Give back the line containing "identify the lip" along with every line after it, exactly, until the entries end.

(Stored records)
'''
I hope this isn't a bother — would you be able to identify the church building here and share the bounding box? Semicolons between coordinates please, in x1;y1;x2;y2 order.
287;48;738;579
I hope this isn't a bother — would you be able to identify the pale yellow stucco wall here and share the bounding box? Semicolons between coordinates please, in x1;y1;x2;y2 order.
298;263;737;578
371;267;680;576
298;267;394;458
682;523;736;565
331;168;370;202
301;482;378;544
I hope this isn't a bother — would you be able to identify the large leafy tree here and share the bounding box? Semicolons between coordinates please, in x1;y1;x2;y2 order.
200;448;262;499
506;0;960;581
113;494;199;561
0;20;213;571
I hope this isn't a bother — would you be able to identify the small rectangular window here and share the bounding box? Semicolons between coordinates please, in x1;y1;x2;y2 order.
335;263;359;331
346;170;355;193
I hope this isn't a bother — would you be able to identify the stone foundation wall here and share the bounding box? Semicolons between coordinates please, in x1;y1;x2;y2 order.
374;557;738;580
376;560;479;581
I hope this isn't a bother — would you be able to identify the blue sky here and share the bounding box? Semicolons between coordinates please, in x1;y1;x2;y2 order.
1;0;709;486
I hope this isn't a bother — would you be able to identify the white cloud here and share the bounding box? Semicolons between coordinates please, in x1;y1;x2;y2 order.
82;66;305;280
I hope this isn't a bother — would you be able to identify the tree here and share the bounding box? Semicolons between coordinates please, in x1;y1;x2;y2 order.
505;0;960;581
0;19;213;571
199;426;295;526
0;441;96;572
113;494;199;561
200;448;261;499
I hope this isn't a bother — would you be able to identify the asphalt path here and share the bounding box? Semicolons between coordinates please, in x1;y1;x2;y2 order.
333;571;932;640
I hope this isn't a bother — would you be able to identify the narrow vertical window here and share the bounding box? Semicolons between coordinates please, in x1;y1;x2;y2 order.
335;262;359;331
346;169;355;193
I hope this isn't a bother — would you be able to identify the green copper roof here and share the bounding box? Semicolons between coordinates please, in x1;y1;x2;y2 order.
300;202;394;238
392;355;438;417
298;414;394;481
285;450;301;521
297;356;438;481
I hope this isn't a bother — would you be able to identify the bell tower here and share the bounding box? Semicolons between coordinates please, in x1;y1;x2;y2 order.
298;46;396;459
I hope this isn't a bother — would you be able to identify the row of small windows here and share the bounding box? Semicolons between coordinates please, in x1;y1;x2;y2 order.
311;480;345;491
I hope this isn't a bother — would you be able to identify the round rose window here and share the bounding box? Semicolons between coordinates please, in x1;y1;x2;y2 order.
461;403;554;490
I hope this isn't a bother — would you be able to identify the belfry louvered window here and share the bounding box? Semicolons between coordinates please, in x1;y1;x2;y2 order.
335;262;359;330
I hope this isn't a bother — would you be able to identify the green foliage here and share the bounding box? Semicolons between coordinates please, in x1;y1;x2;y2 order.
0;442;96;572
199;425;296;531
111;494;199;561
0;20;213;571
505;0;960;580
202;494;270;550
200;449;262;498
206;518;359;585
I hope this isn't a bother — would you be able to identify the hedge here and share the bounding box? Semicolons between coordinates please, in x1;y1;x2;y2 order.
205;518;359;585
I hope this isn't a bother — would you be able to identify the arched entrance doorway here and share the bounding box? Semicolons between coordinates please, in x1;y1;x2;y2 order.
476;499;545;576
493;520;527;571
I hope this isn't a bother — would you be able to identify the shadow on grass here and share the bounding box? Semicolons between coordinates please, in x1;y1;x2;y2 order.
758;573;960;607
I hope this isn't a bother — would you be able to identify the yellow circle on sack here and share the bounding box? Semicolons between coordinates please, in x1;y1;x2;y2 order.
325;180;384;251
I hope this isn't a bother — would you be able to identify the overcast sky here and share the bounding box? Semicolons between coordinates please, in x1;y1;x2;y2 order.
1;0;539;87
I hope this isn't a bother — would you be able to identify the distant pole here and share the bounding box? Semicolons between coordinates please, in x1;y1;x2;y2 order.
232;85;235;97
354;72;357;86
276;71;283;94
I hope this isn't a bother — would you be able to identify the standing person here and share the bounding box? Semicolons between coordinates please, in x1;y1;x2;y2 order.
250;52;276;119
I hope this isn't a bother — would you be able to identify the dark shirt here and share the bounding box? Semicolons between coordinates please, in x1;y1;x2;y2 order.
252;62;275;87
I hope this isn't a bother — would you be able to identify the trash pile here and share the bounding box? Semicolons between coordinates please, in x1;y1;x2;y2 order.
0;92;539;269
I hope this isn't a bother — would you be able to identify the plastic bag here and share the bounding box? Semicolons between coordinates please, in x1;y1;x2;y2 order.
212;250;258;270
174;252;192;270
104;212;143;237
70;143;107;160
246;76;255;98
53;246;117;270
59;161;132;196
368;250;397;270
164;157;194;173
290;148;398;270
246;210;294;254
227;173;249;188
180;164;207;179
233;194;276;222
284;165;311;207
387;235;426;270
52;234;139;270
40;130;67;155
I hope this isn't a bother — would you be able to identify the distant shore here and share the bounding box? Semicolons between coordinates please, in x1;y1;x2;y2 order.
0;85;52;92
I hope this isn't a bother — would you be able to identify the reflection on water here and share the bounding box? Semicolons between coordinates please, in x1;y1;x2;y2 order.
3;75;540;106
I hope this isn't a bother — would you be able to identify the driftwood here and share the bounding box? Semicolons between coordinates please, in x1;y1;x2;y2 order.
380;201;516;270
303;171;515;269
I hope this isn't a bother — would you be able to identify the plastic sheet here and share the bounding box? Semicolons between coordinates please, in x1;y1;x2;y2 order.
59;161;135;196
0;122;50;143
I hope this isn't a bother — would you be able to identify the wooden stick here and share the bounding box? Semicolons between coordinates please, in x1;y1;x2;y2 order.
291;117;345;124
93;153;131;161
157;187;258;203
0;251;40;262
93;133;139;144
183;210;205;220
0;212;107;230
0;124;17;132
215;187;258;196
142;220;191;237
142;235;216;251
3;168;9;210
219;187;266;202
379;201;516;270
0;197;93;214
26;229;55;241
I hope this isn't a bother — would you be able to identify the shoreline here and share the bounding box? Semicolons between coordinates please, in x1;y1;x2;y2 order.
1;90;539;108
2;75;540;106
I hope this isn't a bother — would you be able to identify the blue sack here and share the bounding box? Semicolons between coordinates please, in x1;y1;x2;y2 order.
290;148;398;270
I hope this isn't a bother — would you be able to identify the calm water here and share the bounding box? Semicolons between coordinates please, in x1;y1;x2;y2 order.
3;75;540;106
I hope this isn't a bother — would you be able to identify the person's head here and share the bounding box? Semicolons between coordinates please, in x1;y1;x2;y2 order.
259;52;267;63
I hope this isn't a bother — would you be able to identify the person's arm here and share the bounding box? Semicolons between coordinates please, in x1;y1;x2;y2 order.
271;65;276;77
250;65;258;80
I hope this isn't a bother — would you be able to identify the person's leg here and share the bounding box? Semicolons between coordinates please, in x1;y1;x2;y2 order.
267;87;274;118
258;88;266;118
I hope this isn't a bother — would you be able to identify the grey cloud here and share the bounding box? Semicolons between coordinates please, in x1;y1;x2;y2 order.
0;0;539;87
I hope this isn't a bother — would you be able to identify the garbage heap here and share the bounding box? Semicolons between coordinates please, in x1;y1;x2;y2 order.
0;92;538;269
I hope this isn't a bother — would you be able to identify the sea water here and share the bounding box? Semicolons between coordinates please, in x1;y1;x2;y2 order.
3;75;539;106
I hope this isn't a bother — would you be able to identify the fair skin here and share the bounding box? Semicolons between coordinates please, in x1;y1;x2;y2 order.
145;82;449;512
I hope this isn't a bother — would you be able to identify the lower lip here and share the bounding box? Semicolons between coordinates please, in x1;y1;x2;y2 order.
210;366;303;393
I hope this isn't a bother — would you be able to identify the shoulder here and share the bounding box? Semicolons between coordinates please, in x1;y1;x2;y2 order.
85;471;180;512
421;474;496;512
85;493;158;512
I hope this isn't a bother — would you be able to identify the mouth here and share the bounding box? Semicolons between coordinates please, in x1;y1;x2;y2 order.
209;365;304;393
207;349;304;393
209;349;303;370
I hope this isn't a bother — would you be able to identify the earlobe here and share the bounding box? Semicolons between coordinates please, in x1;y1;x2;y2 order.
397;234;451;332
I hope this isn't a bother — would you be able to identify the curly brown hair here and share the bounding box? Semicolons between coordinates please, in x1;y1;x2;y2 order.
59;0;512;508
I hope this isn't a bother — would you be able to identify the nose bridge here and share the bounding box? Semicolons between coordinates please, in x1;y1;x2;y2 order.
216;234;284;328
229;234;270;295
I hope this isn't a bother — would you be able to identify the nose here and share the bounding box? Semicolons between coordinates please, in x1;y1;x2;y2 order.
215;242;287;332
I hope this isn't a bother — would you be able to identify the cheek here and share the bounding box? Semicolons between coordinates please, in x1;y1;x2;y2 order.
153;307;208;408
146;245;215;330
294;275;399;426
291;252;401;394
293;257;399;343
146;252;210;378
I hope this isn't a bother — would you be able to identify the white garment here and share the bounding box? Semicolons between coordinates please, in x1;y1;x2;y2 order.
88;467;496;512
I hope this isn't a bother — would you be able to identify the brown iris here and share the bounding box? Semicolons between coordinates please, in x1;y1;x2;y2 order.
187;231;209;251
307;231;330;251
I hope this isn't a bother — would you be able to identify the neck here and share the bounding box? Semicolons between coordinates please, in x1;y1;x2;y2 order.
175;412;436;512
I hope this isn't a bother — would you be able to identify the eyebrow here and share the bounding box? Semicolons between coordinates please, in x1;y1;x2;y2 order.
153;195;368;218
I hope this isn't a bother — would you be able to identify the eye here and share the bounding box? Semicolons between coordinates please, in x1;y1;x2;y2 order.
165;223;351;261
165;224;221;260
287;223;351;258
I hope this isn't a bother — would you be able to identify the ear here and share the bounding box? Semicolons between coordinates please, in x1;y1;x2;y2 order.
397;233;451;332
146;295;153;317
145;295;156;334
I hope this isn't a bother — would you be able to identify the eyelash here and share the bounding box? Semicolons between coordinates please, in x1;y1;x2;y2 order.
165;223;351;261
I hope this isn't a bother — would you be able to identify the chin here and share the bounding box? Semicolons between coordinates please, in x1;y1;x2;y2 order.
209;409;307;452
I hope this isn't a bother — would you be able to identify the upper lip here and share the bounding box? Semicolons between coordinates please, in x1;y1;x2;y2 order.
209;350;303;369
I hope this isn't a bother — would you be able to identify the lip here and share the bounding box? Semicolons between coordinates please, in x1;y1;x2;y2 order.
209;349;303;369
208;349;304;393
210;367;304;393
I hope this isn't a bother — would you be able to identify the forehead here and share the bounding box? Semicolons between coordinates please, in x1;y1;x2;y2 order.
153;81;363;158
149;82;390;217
'''
# RESULT OF THIS TASK:
I hope this isn't a bother — would you be able to identify the lip here and share the bounding box? Semicolons between coordinates please, in x1;y1;x2;y2 order.
209;349;303;369
208;349;304;393
210;367;304;393
I hope this isn't a bother — would you be able to identify the forehead here and share the bounding box? Semicolons between coordinates please, in x1;y1;x2;y2 order.
153;81;363;158
149;82;390;217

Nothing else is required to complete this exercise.